Every line below must be reproduced exactly; no pictures are to be included.

Top of Provided data

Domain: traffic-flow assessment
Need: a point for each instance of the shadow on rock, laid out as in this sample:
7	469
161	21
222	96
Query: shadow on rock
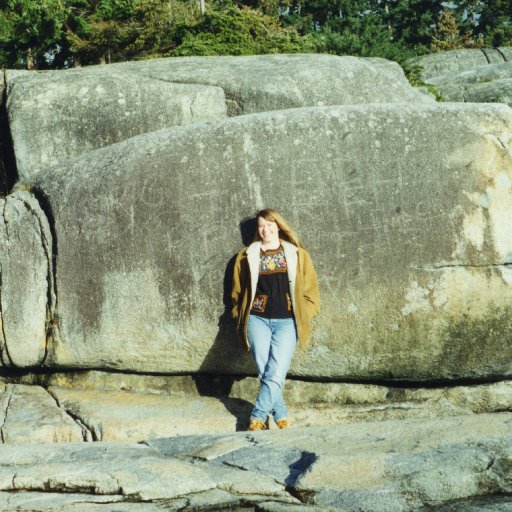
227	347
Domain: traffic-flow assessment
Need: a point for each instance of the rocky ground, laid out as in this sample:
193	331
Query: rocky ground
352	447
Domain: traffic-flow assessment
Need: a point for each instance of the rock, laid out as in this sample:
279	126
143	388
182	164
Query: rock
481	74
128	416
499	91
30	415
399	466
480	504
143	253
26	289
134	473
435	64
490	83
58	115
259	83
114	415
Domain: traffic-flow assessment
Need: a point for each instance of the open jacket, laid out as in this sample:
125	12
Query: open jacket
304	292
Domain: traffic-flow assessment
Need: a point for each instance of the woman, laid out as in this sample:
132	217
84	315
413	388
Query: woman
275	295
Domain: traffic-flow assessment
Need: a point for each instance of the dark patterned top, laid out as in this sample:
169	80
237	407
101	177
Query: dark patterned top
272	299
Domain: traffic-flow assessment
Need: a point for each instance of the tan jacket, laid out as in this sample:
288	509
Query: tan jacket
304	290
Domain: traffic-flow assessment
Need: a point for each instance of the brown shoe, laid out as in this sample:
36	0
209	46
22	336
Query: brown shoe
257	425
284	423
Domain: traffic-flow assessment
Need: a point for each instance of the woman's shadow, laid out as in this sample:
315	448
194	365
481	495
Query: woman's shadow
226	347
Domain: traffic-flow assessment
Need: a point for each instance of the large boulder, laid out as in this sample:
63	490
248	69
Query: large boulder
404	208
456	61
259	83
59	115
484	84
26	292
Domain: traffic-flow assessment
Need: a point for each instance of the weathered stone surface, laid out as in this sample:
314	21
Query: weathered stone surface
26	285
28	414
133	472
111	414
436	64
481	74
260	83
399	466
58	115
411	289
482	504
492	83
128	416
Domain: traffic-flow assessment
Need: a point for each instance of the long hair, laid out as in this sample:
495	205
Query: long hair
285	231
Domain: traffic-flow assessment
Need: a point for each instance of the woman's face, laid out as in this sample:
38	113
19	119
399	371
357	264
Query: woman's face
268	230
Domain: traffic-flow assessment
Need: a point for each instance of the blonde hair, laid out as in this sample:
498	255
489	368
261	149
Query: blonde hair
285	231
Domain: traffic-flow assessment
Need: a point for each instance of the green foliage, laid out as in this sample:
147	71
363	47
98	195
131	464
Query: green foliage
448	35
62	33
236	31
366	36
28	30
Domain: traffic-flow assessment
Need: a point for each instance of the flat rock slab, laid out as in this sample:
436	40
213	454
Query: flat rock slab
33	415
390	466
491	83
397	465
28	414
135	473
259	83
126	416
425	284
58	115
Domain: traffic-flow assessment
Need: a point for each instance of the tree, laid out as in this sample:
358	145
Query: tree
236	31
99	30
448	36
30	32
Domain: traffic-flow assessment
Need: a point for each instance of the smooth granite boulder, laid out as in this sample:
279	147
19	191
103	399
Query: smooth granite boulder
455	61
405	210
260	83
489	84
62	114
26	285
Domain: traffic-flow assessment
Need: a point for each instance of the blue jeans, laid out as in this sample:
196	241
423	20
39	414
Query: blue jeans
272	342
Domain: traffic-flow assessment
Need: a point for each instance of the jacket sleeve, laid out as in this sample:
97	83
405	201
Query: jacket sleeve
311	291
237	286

Bottom of Provided data

Solution to the problem:
Domain: traffic-flow assessment
Need: a point for each instance of the shadow on rock, laid out as in this sample:
7	469
161	21
222	96
Query: shadow on rock
227	347
Domain: traffic-flow assessment
Need: a point for each instance of the rocky ground, laid out as in this sample:
193	331
Query: rocky ground
352	447
Domain: traffic-flow assessment
Need: a point for each instance of the rock, laid out as in this sample:
279	126
143	388
182	164
Query: rock
481	74
128	416
499	91
30	415
399	466
480	504
143	253
26	289
134	473
435	64
490	83
58	115
259	83
114	415
Domain: traffic-flow assessment
Need: a point for each instance of the open jacket, laid out as in this sample:
125	12
Query: open jacket
304	292
Domain: traffic-flow assessment
Need: a point for each instance of the woman, laid out as in this sample:
132	217
84	315
413	388
Query: woman
275	295
Domain: traffic-flow assessment
Need: a point for each instance of the dark patterned top, laid out as in this sample:
169	80
237	407
101	177
Query: dark patterned top
272	299
Domain: traffic-flow assessment
Need: a point for each instance of the tan jacket, laid out as in this sample:
288	509
Query: tan jacket
304	290
Domain: traffic-flow assessment
Need: a point for each instance of the brown shoe, laid out as in this sample:
36	0
209	46
22	336
Query: brown shoe
257	425
284	423
Domain: traffic-flow assessment
Need: a point for each instance of the woman's shadow, laid out as in this sample:
315	448
194	365
481	495
Query: woman's shadow
226	347
Domain: traffic-flow assessment
Need: a point for each instance of the large boulder, laid out as in this sample:
63	490
248	69
Query: large boulder
404	208
456	61
259	83
59	115
484	84
26	292
Domain: traffic-flow assessment
Need: a point for each instance of the weathered stone surface, laid out as in this sample:
314	21
Query: weathered stone surface
26	285
28	414
133	472
111	414
436	64
481	74
260	83
399	466
58	115
411	289
482	504
492	83
128	416
Domain: traffic-flow assessment
Need: a point for each instance of the long hair, laid out as in this sample:
495	205
Query: long hair
285	231
Domain: traffic-flow assessment
Need: a point for each instance of the woman's face, laid out as in this sample:
38	113
19	119
399	371
357	264
Query: woman's face
268	230
Domain: traffic-flow assessment
Need: a point for each instance of the blonde hair, laid out as in this sample:
498	255
489	368
261	149
Query: blonde hair
285	231
Domain: traffic-flow assessment
Need: a point for each instance of the green foliage, laid out as in this sample:
147	71
363	47
98	195
131	464
Query: green foliage
448	35
62	33
236	31
366	36
28	30
Domain: traffic-flow assessment
Need: a point for each instance of the flat rock slab, laid out as in this sample:
436	40
213	454
Query: flat rock slab
33	415
390	466
491	83
397	465
28	414
135	473
259	83
126	416
425	284
58	115
Domain: traffic-flow assessment
Need: a point for each instance of the tree, laid out as in this sample:
358	145
Query: tree
236	31
99	30
448	36
30	32
Domain: traffic-flow assessment
Need: a point for each instance of the smooth granite boulder, laid out as in this sample:
279	147
19	191
103	399
Query: smooth granite boulder
455	61
405	210
260	83
489	84
62	114
26	285
Domain: traffic-flow assessment
Need: a point for each instance of the blue jeans, laid out as in this sample:
196	241
423	20
39	414
Query: blue jeans
272	342
Domain: traffic-flow assessment
Need: a point for each instance of the jacket sleeve, laid out as in this sample:
97	83
405	201
Query: jacket sleeve
311	291
237	286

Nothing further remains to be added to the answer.